**STATED PROBLEM:**
Extract every line of the records that contains the string "func".

**RECORD SET:**
□ □ □ □ □
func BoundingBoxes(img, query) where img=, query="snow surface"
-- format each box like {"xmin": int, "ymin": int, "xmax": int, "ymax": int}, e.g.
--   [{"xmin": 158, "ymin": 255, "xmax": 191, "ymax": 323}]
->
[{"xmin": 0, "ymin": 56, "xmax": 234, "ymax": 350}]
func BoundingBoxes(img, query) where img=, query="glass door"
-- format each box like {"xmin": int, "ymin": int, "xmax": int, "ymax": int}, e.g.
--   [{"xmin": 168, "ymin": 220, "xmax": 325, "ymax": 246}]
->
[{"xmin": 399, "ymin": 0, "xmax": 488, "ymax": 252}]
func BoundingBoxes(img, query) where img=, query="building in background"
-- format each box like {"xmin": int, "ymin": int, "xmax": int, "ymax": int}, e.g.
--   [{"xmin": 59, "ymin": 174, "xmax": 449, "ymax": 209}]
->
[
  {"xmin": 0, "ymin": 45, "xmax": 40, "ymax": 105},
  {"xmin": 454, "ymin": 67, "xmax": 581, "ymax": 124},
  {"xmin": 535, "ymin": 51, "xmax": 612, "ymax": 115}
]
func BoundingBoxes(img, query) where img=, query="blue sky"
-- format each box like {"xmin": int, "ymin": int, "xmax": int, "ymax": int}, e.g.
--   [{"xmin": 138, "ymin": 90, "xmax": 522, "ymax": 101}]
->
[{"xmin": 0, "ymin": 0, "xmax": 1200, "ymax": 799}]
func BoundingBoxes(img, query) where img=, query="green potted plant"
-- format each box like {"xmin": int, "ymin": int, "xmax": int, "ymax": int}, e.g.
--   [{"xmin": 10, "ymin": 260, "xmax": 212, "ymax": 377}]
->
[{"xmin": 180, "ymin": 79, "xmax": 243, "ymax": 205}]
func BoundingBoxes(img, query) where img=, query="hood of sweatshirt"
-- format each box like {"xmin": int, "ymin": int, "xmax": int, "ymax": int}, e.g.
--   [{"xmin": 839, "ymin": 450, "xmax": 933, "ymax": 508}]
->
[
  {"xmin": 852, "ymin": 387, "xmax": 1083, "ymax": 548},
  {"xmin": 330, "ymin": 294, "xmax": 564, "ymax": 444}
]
□ □ □ □ □
**TASK ANSWER:**
func BoundingBoxes(img, query) where img=, query="snow surface"
func BoundingBoxes(img, query) where img=, query="glass door"
func BoundingBoxes(img, query) where img=, query="building in background"
func BoundingBoxes(img, query) where img=, query="blue sky"
func BoundingBoxes(img, query) where img=, query="green potted plant"
func BoundingBoxes(img, query) where img=, query="hood of sweatshirt"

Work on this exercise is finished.